Given task |
Copy the stretch of the listing from the line containing "The scan above contains the woman's bare" through the line containing "[485,0,767,549]", both included, word for word. Leave out any pictures.

Excerpted data |
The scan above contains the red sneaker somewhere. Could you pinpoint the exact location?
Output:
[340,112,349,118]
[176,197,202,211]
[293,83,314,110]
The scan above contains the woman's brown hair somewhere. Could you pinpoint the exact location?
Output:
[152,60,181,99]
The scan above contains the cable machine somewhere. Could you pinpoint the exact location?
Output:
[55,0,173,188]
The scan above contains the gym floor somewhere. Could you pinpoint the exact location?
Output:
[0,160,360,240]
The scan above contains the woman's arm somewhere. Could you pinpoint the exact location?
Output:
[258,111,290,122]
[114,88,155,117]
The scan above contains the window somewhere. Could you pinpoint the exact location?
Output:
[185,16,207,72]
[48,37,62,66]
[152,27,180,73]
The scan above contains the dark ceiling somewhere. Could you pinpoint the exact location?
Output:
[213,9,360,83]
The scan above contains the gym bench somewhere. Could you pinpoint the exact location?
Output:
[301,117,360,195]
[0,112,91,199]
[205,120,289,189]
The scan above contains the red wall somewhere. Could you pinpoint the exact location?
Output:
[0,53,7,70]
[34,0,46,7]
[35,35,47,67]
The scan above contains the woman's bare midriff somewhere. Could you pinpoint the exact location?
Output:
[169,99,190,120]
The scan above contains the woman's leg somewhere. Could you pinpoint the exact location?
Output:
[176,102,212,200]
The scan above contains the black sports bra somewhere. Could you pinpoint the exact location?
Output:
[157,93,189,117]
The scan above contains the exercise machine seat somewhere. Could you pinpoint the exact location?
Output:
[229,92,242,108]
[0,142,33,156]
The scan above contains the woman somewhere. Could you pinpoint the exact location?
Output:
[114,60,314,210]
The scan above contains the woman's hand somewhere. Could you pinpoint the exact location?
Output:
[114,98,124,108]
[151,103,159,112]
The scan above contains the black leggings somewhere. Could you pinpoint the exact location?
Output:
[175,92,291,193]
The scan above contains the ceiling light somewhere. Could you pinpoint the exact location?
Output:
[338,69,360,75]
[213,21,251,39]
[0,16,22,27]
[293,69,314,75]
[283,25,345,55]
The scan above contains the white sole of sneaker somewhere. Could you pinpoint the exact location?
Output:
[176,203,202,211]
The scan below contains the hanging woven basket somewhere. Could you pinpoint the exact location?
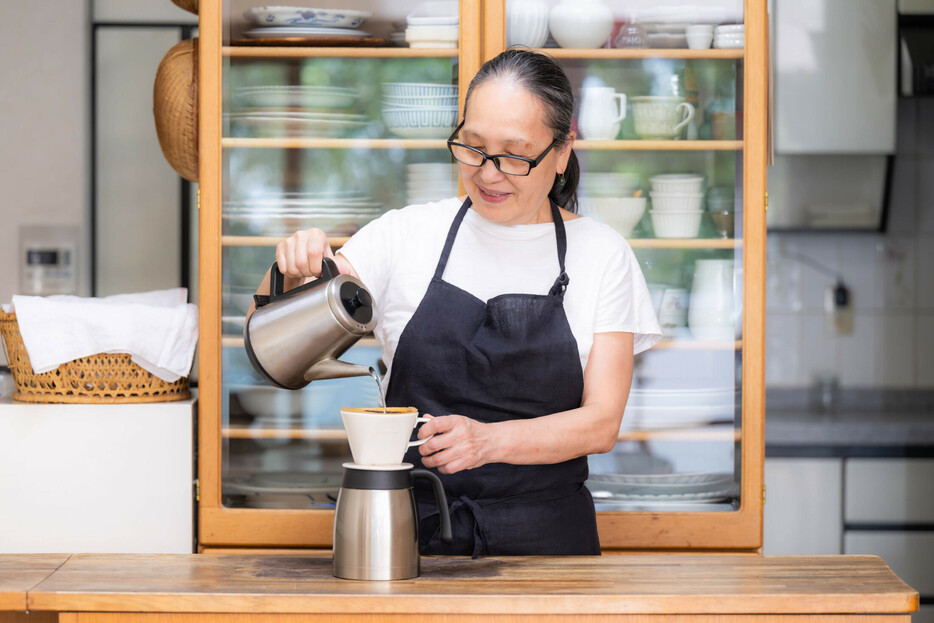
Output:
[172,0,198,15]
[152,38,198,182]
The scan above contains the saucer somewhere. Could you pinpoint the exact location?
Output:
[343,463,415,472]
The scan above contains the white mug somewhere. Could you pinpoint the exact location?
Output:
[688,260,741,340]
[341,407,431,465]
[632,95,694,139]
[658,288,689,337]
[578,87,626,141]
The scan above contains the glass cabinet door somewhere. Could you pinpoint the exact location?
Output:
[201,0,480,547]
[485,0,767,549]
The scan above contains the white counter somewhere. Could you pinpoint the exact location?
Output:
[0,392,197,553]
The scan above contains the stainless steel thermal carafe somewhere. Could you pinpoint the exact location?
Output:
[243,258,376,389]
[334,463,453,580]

==

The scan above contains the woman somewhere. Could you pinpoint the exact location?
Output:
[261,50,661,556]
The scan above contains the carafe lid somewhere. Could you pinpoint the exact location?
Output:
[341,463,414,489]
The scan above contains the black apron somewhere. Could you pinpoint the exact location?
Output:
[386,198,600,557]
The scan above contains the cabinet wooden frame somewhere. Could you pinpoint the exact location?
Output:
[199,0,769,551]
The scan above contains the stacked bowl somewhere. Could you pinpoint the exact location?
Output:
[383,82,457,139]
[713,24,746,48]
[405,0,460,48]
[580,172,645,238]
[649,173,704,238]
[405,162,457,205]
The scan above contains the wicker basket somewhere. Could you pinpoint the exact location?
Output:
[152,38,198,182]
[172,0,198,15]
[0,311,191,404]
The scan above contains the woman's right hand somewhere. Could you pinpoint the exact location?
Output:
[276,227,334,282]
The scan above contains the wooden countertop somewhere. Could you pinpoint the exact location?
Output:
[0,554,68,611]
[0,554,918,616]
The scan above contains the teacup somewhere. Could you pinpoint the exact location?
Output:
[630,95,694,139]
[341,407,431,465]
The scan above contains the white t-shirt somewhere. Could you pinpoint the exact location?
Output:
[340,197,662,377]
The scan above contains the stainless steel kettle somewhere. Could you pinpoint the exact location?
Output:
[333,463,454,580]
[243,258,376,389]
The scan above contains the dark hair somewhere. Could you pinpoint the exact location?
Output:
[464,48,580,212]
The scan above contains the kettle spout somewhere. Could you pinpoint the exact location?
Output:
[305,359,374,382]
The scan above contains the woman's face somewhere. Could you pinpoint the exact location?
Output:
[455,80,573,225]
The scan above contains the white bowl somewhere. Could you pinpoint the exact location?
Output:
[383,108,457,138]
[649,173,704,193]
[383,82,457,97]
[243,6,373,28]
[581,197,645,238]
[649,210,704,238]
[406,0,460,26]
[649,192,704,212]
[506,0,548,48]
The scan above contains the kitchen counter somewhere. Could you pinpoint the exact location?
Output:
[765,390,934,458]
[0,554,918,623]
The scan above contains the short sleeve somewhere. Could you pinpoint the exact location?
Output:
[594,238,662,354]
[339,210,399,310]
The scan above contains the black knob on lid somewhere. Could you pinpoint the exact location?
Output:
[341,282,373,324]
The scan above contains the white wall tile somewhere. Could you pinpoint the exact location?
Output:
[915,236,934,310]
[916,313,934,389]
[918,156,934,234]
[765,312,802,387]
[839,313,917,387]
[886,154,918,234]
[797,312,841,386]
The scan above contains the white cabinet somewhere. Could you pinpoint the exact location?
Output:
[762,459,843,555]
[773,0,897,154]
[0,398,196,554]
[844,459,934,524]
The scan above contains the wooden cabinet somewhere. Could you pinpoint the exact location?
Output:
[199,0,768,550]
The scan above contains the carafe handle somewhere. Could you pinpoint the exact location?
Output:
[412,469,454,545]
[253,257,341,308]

Written solution |
The scan above contains the woman's bare midriff somewhere. Could you pinpoint the exact location?
Output:
[169,99,190,120]
The scan above contains the woman's leg somewhere. Could you pinpoint the exact location?
Output:
[176,102,212,200]
The scan above contains the black sports bra somewhere. Could you pinpoint the exact location?
Output:
[157,93,189,117]
The scan above contains the exercise machine seat somewhere. Could you pinpoint the exact location?
Output:
[229,92,242,108]
[0,142,33,156]
The scan above contains the woman somewhere. Could you pinpoint the exact location?
Output:
[114,60,314,210]
The scan above contains the woman's hand somewhere. Could you pinpoint the exact location?
Output:
[114,98,124,108]
[151,103,159,112]
The scan above contains the black leggings somewhere. Could you pinpoint the exact location?
Output:
[175,92,291,193]
The scan above contains the ceiling light somewhere. Could you pinpoint the exact location?
Output:
[338,69,360,75]
[213,21,251,39]
[0,16,22,27]
[293,69,314,75]
[283,25,345,55]
The scan above contains the white sole of sneaker somewhere. Could you pinpoint the exact location?
Output:
[176,203,202,211]
The scan below contains the hanging woven basket somewhere. Could you pinpoint the exact location?
Output:
[172,0,198,15]
[152,38,198,182]
The scan above contains the saucer somewhere. Could you pinpoint the exact location?
Output:
[343,463,415,472]
The scan above contains the white mug somewhere. Could you pinpoint the exact location?
Output:
[688,260,741,340]
[341,407,431,465]
[632,95,694,139]
[658,288,689,337]
[578,87,626,141]
The scan above contains the glass cabinet door somewhere. Could you pinpoint the exact location?
Output:
[201,0,480,547]
[485,0,767,549]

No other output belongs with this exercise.